REQUEST ▸
How many lines in the rows below contain the word "yellow"? Reply with the number alone.
** BEGIN MATERIAL PROVIDED **
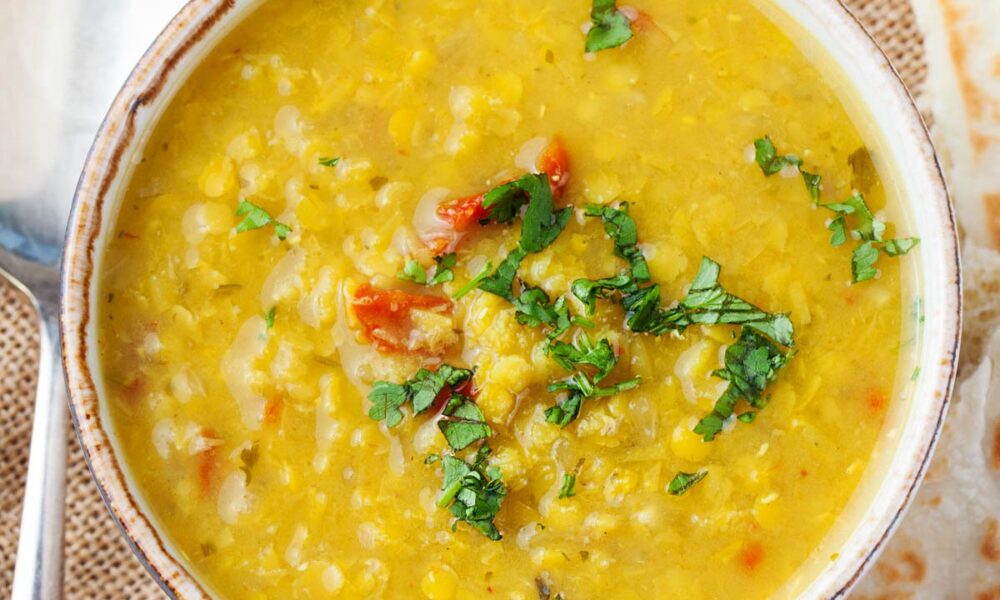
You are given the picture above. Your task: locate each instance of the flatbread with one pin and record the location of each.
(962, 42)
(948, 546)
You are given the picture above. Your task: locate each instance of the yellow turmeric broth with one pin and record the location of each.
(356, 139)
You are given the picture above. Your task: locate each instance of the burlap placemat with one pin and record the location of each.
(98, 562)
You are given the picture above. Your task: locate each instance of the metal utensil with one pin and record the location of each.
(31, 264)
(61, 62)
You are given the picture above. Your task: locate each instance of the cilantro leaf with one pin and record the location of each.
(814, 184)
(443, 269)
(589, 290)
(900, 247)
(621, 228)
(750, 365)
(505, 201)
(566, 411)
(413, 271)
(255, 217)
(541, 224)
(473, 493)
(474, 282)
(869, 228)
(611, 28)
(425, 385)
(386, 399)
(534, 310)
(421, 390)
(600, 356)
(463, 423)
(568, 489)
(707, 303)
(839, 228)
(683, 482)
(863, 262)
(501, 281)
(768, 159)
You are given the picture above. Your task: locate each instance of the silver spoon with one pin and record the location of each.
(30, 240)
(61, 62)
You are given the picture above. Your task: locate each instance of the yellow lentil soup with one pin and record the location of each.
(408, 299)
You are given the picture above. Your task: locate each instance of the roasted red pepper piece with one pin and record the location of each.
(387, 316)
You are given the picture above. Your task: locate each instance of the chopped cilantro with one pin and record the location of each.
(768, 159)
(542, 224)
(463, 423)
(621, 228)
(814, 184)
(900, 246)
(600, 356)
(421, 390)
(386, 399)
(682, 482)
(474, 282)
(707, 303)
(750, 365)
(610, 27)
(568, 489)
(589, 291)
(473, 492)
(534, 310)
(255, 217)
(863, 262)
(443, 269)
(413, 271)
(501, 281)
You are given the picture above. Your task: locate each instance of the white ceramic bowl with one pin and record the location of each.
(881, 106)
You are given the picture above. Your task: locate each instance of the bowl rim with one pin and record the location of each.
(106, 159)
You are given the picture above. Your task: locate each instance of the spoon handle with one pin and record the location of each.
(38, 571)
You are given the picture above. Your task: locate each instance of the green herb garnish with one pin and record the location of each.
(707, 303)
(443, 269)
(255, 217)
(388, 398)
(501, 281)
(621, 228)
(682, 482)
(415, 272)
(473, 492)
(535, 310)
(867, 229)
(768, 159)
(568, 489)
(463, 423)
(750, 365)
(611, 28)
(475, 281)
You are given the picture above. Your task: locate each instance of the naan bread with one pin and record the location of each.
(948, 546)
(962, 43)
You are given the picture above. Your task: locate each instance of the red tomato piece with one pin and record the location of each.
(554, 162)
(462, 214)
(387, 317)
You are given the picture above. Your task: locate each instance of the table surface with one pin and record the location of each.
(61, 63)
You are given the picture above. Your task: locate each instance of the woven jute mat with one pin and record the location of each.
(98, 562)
** END MATERIAL PROVIDED **
** BEGIN MATERIAL PROVIDED **
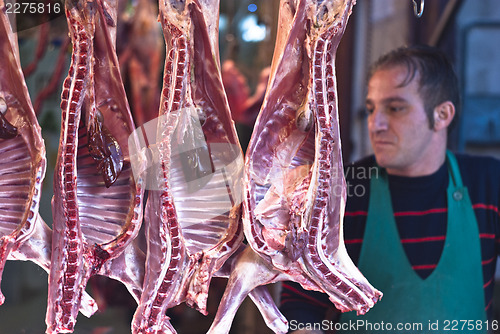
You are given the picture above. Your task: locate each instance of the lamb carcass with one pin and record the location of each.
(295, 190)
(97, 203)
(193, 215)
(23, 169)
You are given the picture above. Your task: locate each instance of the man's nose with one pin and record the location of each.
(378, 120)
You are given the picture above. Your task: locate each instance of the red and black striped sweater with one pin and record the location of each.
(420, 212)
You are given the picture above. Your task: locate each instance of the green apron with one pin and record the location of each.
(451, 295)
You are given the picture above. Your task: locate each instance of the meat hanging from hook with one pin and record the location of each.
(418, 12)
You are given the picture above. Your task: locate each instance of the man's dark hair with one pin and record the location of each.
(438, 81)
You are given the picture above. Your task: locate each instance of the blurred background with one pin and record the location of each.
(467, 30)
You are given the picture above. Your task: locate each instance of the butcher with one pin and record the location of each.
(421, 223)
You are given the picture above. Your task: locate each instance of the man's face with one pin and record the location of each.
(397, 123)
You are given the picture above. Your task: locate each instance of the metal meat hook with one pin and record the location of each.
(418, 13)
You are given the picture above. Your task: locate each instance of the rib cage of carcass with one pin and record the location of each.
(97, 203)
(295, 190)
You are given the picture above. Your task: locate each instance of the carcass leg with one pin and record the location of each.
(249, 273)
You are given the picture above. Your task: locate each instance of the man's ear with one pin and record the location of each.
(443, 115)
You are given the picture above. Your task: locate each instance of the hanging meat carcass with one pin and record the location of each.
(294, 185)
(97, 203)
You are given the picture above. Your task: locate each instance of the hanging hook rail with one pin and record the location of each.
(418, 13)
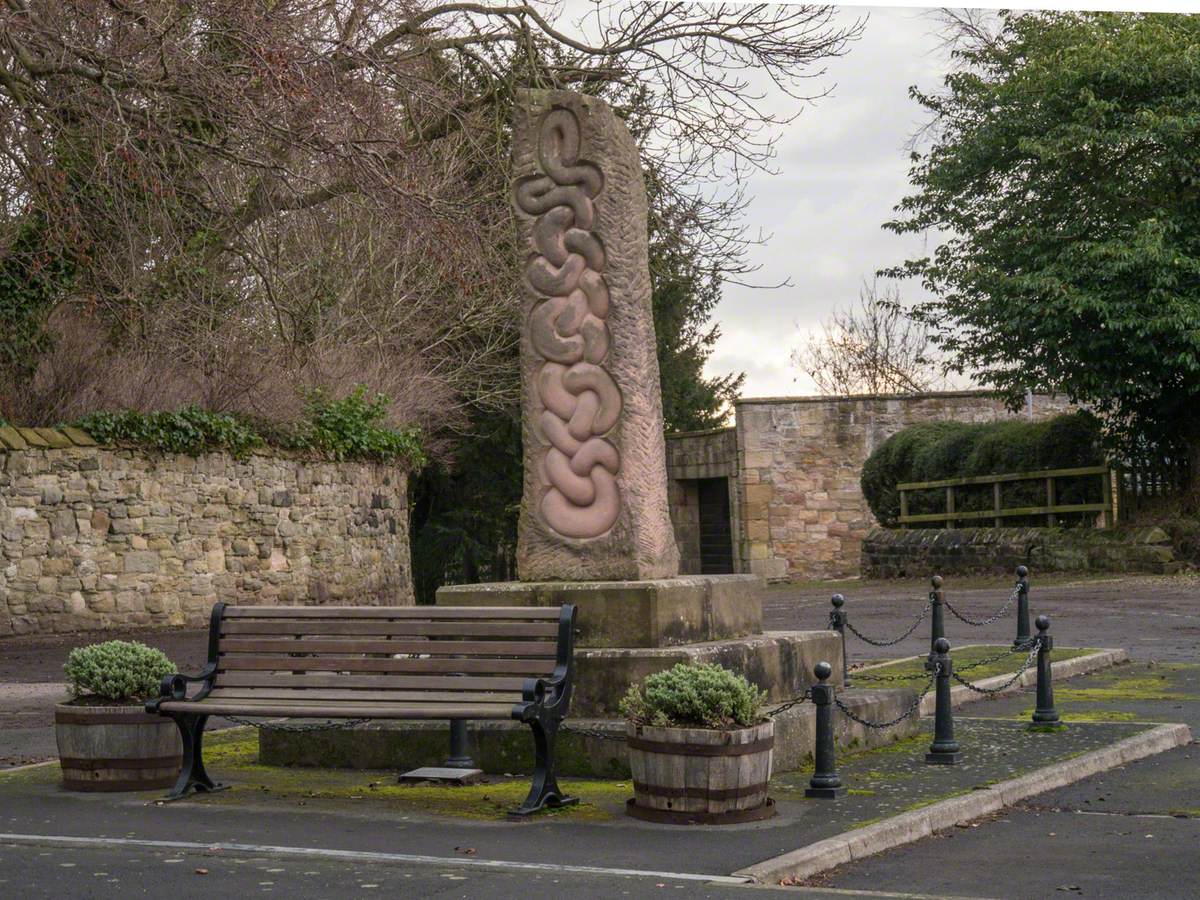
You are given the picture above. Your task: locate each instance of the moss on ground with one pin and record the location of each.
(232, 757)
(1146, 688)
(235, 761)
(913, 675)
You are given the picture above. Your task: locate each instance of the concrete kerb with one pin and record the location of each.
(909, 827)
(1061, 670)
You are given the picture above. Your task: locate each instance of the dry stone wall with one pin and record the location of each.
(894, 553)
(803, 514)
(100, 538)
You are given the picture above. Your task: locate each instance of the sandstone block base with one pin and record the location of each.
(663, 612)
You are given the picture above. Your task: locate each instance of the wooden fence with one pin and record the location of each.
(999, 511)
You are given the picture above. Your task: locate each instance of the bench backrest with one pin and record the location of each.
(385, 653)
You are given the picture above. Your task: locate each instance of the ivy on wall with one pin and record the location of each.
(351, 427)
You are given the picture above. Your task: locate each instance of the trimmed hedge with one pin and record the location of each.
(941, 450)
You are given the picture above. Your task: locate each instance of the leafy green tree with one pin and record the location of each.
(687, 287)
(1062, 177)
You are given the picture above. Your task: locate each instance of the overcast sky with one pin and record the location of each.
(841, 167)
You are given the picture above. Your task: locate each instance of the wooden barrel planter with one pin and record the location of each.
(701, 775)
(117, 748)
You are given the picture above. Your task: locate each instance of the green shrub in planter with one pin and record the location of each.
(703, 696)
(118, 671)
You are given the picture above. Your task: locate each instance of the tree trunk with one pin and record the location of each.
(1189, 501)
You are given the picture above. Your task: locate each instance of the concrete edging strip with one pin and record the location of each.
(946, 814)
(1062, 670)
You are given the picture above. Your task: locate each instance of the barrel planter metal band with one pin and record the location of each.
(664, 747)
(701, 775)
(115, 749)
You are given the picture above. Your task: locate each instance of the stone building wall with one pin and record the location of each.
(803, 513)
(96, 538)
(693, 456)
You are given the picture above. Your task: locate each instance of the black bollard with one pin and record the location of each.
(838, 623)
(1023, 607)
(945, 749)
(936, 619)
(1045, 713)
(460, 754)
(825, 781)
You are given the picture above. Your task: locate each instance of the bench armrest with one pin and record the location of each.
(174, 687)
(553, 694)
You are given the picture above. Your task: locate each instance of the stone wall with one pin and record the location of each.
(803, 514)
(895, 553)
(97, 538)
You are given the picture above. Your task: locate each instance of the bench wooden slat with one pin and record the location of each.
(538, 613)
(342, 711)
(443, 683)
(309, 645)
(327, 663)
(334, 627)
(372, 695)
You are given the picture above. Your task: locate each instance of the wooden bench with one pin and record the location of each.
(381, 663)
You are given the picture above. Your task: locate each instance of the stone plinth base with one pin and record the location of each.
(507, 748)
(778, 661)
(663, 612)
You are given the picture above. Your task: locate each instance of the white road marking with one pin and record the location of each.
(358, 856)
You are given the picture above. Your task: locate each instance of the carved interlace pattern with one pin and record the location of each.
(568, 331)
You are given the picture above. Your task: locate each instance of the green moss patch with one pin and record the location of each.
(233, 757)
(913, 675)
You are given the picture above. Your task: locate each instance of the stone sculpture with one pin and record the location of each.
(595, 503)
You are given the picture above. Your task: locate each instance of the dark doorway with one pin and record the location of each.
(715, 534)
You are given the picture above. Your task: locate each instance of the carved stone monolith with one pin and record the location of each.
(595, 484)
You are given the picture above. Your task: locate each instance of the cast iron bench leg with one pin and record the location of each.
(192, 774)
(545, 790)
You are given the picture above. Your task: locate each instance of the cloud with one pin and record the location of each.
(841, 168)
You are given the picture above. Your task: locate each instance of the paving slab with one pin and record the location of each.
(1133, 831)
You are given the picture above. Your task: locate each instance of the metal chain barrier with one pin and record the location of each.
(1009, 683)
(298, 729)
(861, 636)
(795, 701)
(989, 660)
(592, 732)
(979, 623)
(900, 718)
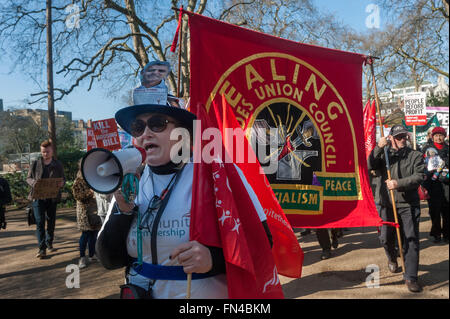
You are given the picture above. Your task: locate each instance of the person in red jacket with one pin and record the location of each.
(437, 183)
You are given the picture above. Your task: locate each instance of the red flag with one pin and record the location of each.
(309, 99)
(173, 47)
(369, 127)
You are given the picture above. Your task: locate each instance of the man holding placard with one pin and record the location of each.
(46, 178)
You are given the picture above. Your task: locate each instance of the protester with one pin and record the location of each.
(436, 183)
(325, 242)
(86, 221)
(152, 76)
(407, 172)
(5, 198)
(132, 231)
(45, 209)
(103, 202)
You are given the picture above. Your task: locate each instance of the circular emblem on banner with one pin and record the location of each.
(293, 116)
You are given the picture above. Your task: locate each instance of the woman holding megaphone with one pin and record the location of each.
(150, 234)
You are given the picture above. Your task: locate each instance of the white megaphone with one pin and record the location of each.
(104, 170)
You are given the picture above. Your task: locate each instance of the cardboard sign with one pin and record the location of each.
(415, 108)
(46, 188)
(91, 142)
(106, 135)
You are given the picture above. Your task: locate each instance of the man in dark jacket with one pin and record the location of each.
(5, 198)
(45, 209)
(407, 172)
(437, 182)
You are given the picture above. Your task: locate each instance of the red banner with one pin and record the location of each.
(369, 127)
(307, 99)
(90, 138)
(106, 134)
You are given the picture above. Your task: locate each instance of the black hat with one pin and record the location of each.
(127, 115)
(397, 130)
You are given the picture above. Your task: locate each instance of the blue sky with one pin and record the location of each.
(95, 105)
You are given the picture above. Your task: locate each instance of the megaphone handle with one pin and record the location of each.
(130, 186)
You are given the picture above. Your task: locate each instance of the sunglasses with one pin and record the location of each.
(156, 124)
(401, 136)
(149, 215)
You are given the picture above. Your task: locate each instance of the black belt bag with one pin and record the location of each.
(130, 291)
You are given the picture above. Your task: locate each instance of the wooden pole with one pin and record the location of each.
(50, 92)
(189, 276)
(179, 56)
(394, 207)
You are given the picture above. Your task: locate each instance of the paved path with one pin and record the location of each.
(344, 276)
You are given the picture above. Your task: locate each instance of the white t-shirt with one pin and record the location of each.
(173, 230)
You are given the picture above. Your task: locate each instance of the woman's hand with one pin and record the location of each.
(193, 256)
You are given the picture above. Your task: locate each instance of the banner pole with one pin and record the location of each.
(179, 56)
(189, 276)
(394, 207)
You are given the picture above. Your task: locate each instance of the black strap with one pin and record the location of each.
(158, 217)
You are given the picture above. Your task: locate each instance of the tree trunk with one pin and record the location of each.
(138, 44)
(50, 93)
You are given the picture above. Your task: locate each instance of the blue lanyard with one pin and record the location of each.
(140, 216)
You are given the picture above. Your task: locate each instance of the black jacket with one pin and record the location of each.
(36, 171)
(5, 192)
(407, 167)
** END MATERIAL PROVIDED **
TASK OUTPUT ▸
2